INSTRUCTIONS TO FOLLOW: Retype every one of the following records line for line, without changing a single character.

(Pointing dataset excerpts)
# # #
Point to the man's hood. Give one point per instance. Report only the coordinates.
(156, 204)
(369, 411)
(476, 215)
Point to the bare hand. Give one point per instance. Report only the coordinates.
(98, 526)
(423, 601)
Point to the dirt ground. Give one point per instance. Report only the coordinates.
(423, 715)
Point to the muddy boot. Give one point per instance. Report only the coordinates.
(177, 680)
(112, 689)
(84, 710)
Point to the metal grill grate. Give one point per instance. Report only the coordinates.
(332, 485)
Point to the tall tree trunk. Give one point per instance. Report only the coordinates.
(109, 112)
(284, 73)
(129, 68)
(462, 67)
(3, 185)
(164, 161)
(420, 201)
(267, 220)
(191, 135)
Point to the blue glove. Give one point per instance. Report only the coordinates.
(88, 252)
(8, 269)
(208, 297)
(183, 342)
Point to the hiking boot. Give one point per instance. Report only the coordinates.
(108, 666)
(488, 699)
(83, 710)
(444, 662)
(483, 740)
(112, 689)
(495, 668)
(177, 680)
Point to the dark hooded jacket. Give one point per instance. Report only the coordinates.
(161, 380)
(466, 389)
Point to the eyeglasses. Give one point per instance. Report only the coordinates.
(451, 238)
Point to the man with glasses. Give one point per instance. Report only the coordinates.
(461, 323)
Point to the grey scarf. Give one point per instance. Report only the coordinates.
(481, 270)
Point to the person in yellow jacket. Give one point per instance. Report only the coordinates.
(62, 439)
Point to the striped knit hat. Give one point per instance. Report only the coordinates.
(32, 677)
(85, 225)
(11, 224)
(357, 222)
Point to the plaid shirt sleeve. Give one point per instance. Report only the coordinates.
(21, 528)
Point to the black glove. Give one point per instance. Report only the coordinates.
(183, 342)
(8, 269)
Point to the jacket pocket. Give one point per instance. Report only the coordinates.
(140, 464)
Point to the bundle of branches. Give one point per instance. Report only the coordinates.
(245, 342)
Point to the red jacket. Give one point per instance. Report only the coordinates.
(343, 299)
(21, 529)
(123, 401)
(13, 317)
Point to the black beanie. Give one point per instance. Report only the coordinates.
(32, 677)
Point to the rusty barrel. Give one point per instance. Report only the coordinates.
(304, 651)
# # #
RESPONSE TO THIS EXERCISE:
Point to the man's hood. Give one point per instance. Report only the coordinates.
(156, 204)
(369, 411)
(476, 215)
Point to the bare hand. Give one point per instance. Report only the coordinates.
(98, 526)
(423, 601)
Point to the dirt ground. Give one point per instance. Report only the coordinates.
(423, 715)
Point to the muddy boot. Give one point per instance. Report only the coordinates.
(177, 680)
(112, 689)
(84, 710)
Point to the metal grill grate. Give one point per instance. Report only the coordinates.
(332, 485)
Point to the tall tree trunk. Give one point per instance. Report only the coordinates.
(109, 112)
(284, 73)
(129, 68)
(462, 67)
(3, 185)
(164, 161)
(420, 201)
(267, 220)
(191, 135)
Point to the blue glove. Give one point per instance. Report only the coordinates.
(88, 252)
(8, 269)
(208, 297)
(183, 342)
Point to the hiking boot. Give one point per instance. Report only the coordinates.
(108, 666)
(488, 699)
(83, 710)
(444, 662)
(483, 740)
(112, 689)
(495, 668)
(177, 680)
Point to the dark hooded jacket. Give one point per instance. Report only the coordinates.
(161, 380)
(466, 389)
Point to the eyeglasses. Give one point per instance. Report only the coordinates.
(451, 238)
Point to the man with glasses. Give one point per instance. Report only the coordinates.
(461, 323)
Point to the grey scarf. Give one point per instance. Report only the coordinates.
(481, 270)
Point to the person in yellow jacket. Give one point per instance. Report only the coordinates.
(62, 439)
Point to the striped knit hat. Give one point per instance. Report only the coordinates.
(32, 677)
(85, 225)
(11, 224)
(357, 222)
Point to the plaid shirt sleeve. Give one point per instance. Report only the coordinates.
(21, 528)
Point to the black glove. Give one point per instance. Report only the coordinates.
(183, 342)
(8, 269)
Point to the jacket pocket. Give one point per instance. Report only the coordinates.
(140, 464)
Point to the bundle of branches. Give one point per instance. Report only the coordinates.
(245, 342)
Point to the red jacket. Give one point per instance. Report only the coordinates.
(343, 299)
(21, 529)
(123, 401)
(13, 317)
Point to the black beanie. Give one point per instance. Report only the coordinates.
(32, 677)
Point to the rusty barrel. Give one point per instance. Report only the coordinates.
(304, 651)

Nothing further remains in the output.